**Document section:**

- - - - -

Thursday, May 9, 2019

More Una


(from 2016)

I recently wrote a post called Una, about someone I knew in my religious work a lifetime ago in London. Alas, my words did not persuade her, but I like to think we had a good rapport, and a life-long interest in the film industry meant that quite often our discussions got “off the point”. Well, off my “point” anyway.

Una lived on Ealing Green, very close to the Ealing Film Studios, which by then had been sold to the BBC. (The same street housed both my “church” and my school.) Many years later as an old lady she had been interviewed as part of a British Film Institute history project, and by chance I came across a reference to over two hours worth of interview that was languishing on cassette in some archive.

So, I applied and sweet-talked, and badgered and NAGGED (something the pixie may have experienced from me in the past) and eventually they agreed to digitize the tapes. It took a while. The tapes had to be found, people were always going on vacation and would do it “later” and when finally I got the file, they had made a mess of it, duplicating part and omitting other parts. But finally I got the file, and with the help of my daughter it was transferred to my trusty iPod.

It was interesting hearing Una’s voice down through the ages. She was, as I remembered her, very “London”, but educated “London”. I had not realized or remembered that she had specifically worked in the music department at the studios - starting in 1943 for six GBP a week for four hours a day, and ending up on a basically the same money eighteen years later from morning to fall over time. But she loved the work, keeping classical composers like Vaughan Williams happy, organizing orchestrations, scrounging a stop watch during the war - they apparently wrote their music without directly seeing the film but timed by stopwatch - and on occasion writing music herself, including a comic song that ended up in a Tommy Trinder film. (You would really have to be a British “anorak” to remember him - Americans would have no chance.)

And it is funny how attitudes change with years. In her interviews she was scathing about her one acting role in a film, the infant prodigy in Cavalcanti’s version of Dickens’ Nicholas Nickleby - “miscast, dreadful, the director was very disappointed and so he should have been, etc. etc.” But when I knew her she remembered the experience quite positively. Years later I bought the DVD on the strength of it, only to find her part had been cut down to just a few seconds. Maybe the director agreed after all.

- - - - -

**Task instructions:**
1. Translate this sentence from the blog post about Una into Spanish: "Una lived on Ealing Green, very close to the Ealing Film Studios, which by then had been sold to the BBC."
2. Write a continuation of the blog post about Una, picking up after its final sentence.

**Raw records:**
- - - - -

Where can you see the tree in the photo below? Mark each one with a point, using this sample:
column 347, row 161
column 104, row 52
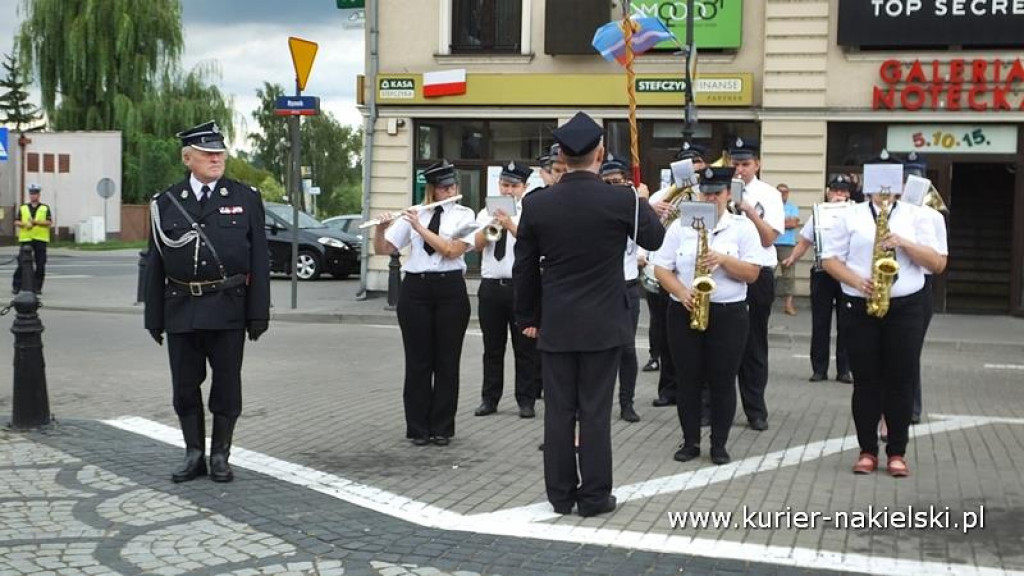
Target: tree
column 14, row 106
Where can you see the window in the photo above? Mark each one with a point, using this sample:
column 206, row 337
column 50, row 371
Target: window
column 486, row 26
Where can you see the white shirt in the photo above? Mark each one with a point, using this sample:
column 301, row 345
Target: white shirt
column 489, row 266
column 198, row 187
column 733, row 236
column 767, row 201
column 851, row 240
column 454, row 217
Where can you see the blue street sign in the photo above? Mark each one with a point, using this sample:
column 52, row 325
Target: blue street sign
column 297, row 106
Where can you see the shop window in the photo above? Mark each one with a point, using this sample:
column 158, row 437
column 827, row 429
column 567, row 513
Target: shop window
column 486, row 26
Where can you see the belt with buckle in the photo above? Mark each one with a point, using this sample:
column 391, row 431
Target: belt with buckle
column 199, row 288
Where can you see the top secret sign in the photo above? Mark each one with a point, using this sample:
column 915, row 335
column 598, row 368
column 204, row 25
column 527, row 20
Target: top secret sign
column 915, row 24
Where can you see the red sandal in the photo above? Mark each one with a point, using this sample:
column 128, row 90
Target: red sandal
column 866, row 463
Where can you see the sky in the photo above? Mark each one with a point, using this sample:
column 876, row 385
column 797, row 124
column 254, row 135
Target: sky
column 249, row 41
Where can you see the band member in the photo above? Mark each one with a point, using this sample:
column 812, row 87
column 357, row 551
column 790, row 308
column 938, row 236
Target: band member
column 208, row 283
column 613, row 171
column 762, row 204
column 711, row 357
column 884, row 345
column 495, row 310
column 433, row 305
column 825, row 295
column 579, row 311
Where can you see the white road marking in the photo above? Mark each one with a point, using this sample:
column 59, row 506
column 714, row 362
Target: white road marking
column 521, row 526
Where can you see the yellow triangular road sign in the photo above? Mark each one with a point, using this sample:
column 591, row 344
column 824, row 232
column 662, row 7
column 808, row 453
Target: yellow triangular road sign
column 303, row 52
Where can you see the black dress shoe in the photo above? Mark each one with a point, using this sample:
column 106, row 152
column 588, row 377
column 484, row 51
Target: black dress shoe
column 607, row 506
column 629, row 414
column 484, row 409
column 652, row 365
column 687, row 453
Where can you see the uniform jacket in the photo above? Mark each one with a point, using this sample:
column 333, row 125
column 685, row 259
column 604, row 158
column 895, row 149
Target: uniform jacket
column 579, row 227
column 233, row 220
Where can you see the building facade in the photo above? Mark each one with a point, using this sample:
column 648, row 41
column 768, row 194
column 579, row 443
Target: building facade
column 824, row 84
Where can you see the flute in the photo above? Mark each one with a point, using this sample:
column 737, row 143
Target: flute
column 369, row 223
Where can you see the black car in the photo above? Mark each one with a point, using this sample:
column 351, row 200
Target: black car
column 321, row 248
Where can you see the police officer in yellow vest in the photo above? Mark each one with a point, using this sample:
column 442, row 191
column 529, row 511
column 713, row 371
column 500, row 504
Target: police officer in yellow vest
column 34, row 222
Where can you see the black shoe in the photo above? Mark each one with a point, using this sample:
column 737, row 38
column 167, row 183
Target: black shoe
column 607, row 506
column 687, row 453
column 219, row 468
column 484, row 409
column 629, row 414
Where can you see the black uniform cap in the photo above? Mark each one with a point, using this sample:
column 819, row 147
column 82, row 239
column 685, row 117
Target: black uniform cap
column 440, row 173
column 579, row 135
column 716, row 178
column 516, row 172
column 206, row 137
column 743, row 149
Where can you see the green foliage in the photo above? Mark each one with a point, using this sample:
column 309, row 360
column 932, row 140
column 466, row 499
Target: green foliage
column 14, row 106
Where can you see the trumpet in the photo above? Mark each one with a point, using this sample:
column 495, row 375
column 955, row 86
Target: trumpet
column 418, row 207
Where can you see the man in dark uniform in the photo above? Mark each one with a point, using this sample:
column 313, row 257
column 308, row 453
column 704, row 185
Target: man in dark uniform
column 208, row 285
column 579, row 311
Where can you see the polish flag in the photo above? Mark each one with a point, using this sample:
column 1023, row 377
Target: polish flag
column 443, row 83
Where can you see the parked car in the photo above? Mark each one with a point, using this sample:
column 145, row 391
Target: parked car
column 346, row 222
column 322, row 249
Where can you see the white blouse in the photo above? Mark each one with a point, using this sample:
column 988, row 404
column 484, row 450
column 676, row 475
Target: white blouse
column 733, row 236
column 455, row 217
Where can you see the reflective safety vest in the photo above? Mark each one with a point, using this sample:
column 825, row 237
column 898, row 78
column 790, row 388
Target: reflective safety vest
column 36, row 232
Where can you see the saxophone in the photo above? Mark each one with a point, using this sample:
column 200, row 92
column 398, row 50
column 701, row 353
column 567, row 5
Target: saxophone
column 884, row 264
column 702, row 283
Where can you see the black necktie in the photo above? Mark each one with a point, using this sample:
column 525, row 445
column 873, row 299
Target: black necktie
column 434, row 227
column 501, row 244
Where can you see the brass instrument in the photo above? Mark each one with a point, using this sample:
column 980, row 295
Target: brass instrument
column 884, row 264
column 704, row 285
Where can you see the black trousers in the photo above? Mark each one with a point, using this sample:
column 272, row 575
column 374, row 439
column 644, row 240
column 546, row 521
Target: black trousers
column 497, row 320
column 658, row 305
column 628, row 366
column 39, row 253
column 708, row 360
column 928, row 312
column 433, row 314
column 754, row 368
column 579, row 384
column 826, row 294
column 189, row 353
column 885, row 355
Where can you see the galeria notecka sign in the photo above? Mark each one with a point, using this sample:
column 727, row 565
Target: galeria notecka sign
column 958, row 84
column 916, row 24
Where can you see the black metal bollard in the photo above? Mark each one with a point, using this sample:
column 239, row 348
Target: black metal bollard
column 32, row 405
column 140, row 289
column 393, row 281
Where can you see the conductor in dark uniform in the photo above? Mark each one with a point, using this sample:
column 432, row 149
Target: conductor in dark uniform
column 208, row 285
column 579, row 310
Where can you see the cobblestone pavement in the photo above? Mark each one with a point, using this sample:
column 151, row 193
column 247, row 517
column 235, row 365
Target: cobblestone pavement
column 84, row 498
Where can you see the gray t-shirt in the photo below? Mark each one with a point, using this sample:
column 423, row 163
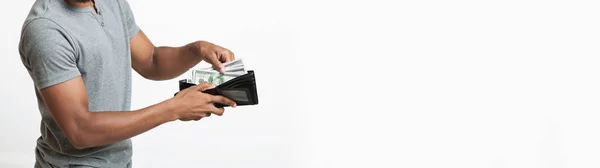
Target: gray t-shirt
column 60, row 42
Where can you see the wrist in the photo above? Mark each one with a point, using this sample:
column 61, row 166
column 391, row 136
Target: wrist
column 196, row 48
column 172, row 109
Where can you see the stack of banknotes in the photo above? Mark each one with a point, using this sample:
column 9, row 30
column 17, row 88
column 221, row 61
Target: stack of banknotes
column 232, row 69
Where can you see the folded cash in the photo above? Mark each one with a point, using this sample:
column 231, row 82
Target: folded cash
column 232, row 69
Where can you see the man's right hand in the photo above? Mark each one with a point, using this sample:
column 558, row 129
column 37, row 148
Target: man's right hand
column 196, row 104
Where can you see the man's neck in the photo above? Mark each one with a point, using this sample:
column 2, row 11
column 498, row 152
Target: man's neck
column 81, row 4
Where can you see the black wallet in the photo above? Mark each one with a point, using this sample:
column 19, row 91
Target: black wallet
column 241, row 89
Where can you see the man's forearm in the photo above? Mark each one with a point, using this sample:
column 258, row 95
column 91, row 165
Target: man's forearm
column 102, row 128
column 170, row 62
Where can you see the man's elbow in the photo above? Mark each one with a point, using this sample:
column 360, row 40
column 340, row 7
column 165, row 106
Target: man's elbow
column 79, row 134
column 78, row 139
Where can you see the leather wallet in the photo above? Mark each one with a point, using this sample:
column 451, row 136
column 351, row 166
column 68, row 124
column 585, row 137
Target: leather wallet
column 241, row 89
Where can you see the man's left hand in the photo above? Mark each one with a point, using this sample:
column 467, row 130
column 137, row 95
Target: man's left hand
column 213, row 54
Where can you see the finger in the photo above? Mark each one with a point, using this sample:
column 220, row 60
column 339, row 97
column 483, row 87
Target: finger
column 204, row 86
column 232, row 55
column 214, row 60
column 227, row 56
column 223, row 100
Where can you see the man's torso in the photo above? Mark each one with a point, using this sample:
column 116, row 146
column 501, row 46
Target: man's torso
column 102, row 55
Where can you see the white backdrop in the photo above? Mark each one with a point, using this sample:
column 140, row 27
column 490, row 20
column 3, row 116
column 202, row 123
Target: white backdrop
column 475, row 84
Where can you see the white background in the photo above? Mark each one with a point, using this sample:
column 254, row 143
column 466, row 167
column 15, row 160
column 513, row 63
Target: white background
column 469, row 84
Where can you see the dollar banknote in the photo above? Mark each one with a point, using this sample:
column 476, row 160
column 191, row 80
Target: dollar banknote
column 232, row 69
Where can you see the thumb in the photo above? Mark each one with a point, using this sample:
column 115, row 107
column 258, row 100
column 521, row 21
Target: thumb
column 204, row 86
column 214, row 60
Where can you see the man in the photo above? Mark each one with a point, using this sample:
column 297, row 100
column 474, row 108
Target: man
column 79, row 54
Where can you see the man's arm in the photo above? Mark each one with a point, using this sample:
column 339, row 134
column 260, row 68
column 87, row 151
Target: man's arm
column 163, row 63
column 68, row 104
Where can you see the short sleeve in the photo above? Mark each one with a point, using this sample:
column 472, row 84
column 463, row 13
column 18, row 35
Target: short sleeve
column 131, row 26
column 47, row 53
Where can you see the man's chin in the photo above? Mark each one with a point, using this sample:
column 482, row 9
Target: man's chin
column 82, row 1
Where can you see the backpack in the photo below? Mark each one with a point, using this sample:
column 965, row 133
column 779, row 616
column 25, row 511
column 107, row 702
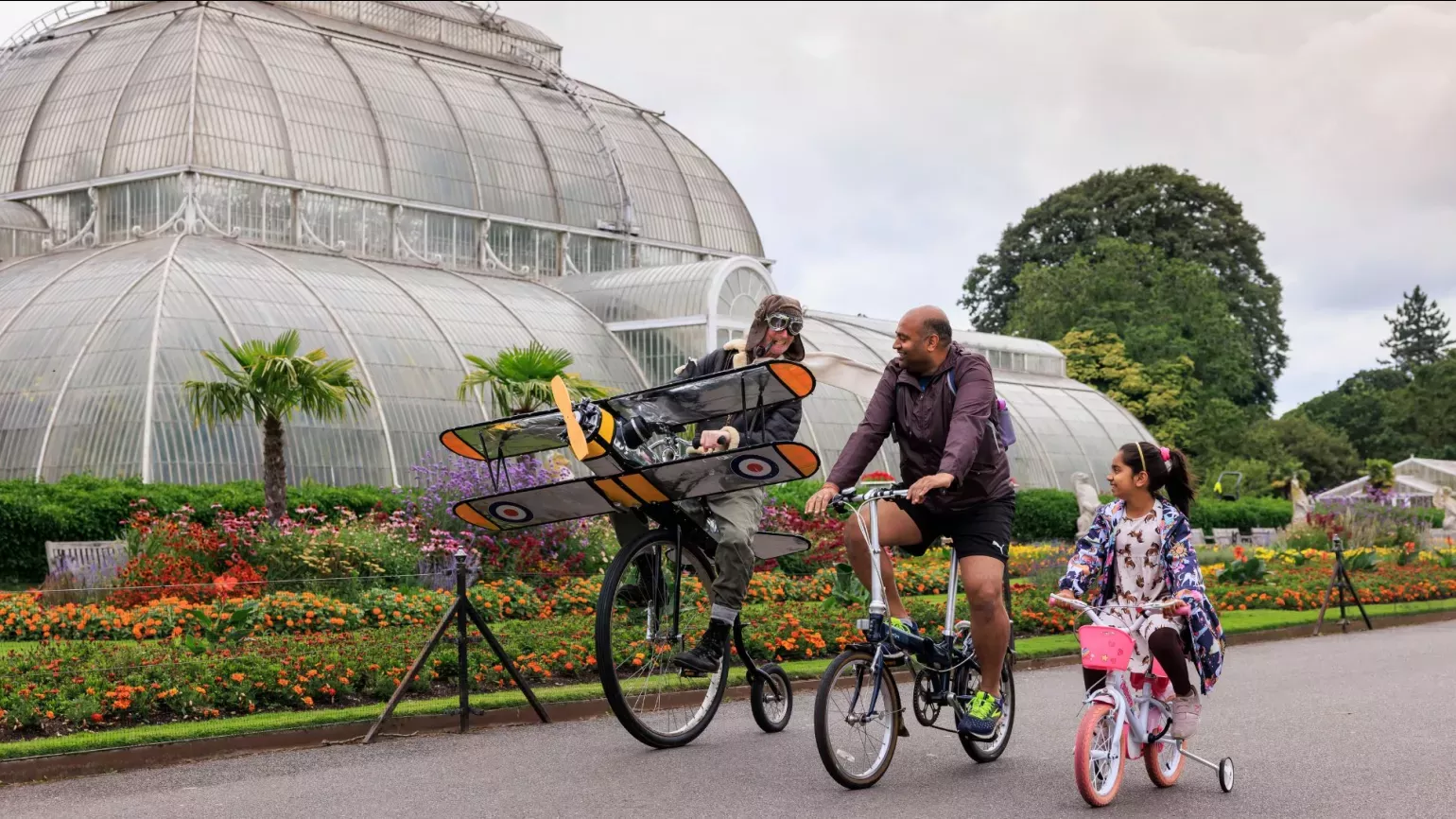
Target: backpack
column 999, row 425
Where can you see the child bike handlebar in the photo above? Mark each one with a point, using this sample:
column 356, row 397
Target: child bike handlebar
column 1175, row 605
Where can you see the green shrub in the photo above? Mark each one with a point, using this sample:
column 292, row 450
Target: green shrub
column 1044, row 514
column 80, row 508
column 1242, row 514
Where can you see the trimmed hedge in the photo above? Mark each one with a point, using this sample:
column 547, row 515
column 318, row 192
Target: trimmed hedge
column 1051, row 514
column 1242, row 514
column 94, row 509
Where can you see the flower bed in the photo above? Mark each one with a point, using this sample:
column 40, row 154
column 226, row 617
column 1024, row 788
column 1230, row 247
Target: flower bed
column 309, row 652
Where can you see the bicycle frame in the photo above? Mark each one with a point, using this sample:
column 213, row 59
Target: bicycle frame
column 943, row 656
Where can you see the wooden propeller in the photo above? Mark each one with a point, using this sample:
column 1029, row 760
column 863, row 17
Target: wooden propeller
column 574, row 434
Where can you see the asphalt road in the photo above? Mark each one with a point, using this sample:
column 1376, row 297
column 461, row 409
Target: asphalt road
column 1359, row 724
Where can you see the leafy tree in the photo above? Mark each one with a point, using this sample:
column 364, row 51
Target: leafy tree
column 1177, row 213
column 1161, row 396
column 1430, row 404
column 1164, row 309
column 1418, row 333
column 519, row 379
column 269, row 384
column 1326, row 455
column 1372, row 409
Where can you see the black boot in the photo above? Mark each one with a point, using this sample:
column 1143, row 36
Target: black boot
column 708, row 654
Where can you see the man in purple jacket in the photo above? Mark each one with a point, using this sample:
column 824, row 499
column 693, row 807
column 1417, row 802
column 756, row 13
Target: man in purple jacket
column 940, row 399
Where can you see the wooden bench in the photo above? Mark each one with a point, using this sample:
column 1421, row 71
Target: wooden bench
column 1224, row 536
column 94, row 560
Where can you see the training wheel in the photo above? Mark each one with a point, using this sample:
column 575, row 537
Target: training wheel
column 1226, row 775
column 771, row 698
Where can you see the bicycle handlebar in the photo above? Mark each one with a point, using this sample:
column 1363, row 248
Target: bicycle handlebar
column 851, row 495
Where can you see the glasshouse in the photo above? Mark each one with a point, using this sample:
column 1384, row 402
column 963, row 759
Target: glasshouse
column 407, row 183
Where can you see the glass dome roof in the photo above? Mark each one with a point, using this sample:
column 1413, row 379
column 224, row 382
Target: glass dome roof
column 95, row 344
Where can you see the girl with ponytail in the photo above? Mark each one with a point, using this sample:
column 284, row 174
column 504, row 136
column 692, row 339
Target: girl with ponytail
column 1137, row 551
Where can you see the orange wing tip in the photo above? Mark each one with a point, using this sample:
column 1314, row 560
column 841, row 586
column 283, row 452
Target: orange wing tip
column 642, row 488
column 794, row 376
column 456, row 444
column 800, row 457
column 468, row 514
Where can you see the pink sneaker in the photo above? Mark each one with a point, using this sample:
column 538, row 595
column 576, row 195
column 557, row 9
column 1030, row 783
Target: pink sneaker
column 1186, row 716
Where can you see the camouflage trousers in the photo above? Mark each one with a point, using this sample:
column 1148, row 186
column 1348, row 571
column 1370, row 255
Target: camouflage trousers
column 737, row 516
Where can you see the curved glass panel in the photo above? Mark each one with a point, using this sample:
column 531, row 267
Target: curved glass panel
column 76, row 340
column 261, row 91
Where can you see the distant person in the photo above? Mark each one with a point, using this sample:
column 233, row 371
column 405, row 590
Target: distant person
column 1137, row 549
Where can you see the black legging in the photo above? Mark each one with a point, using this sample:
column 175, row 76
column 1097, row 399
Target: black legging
column 1167, row 647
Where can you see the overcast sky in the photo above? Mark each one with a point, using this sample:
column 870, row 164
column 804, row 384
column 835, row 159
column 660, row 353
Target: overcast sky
column 883, row 146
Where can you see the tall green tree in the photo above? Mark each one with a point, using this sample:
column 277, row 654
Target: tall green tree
column 519, row 379
column 1164, row 309
column 1418, row 333
column 1174, row 212
column 1161, row 395
column 269, row 384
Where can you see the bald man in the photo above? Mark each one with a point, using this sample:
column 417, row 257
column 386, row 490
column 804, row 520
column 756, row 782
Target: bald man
column 940, row 401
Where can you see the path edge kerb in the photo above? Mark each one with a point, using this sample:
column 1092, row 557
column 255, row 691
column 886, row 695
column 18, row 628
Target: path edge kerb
column 137, row 757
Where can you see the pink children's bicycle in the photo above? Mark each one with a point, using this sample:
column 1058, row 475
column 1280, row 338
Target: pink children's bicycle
column 1127, row 717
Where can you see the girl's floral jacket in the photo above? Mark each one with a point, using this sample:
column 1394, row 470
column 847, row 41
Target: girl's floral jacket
column 1181, row 576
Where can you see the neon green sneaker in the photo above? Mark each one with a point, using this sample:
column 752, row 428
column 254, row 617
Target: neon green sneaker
column 981, row 719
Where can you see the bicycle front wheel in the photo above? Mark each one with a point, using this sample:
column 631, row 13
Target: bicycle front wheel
column 654, row 606
column 1098, row 755
column 857, row 719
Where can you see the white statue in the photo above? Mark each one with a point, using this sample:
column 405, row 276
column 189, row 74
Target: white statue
column 1300, row 500
column 1088, row 501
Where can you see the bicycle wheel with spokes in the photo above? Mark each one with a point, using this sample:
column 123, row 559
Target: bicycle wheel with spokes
column 651, row 609
column 857, row 719
column 1098, row 755
column 967, row 681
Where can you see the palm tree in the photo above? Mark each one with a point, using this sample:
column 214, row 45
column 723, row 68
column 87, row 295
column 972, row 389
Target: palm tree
column 519, row 379
column 272, row 382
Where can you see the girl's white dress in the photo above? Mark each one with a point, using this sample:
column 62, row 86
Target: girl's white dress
column 1140, row 581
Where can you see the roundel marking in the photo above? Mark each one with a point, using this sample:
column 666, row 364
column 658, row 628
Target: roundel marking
column 510, row 512
column 754, row 468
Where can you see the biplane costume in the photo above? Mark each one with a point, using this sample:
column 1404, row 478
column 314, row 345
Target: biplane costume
column 736, row 514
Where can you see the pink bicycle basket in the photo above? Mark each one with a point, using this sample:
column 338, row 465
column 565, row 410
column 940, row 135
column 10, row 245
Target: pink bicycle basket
column 1104, row 649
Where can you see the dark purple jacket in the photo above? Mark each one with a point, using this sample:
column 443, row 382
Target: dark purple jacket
column 936, row 431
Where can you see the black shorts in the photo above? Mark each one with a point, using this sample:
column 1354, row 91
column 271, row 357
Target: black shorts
column 981, row 531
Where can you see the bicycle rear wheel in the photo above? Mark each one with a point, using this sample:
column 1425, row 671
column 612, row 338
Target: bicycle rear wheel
column 857, row 727
column 1098, row 757
column 641, row 593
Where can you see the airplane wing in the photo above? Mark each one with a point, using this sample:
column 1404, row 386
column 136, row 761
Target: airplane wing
column 679, row 479
column 509, row 438
column 673, row 404
column 715, row 395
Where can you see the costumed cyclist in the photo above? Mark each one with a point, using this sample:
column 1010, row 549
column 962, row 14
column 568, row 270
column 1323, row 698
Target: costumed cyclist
column 940, row 399
column 773, row 334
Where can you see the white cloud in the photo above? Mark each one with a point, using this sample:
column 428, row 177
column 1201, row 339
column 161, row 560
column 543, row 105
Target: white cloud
column 878, row 167
column 881, row 146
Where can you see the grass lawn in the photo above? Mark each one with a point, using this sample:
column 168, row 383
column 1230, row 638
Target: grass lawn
column 1030, row 647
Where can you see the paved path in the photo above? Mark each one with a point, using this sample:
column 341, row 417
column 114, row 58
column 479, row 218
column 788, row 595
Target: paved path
column 1358, row 726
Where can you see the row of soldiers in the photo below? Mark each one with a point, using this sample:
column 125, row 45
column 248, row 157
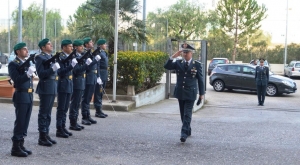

- - - - -

**Task answers:**
1. Una vivía en Ealing Green, muy cerca de los Ealing Film Studios, que para entonces habían sido vendidos a la BBC.

2.
The one thing that was a revelation was her family background. Her brother, Hal Mason, was a film producer - I knew that - but her parents had been circus performers, working all over the world, including America (where her brother was born) and Australia - where they had a longer stay than anticipated due to the first World War. Her father had been a trapeze artist with his own company and her mother before marriage had been a trick cyclist in a famous troupe. When age caught up with them, they went into running hotels and putting up “theatricals” who would remember them from their mutual time “on the boards”.  That is where Una learned to play the piano and sing - apparently she could reach such high notes that she is heard - uncredited - in several ancient films while someone else mimes obligingly for the camera.

But the revelation about her mother got me to thinking. I remember her mother. She was a little old lady - well, not so little - and after Una and I had more or less gone our separate ways, I used to see her taking the sun on a bench on Ealing Green and sit down and pass the time of day with her. I would never have dreamed in a million years that she had once earned her living wobbling around on top of a unicycle. You never can tell.

So now I have taken to looking at people I meet, and just wondering...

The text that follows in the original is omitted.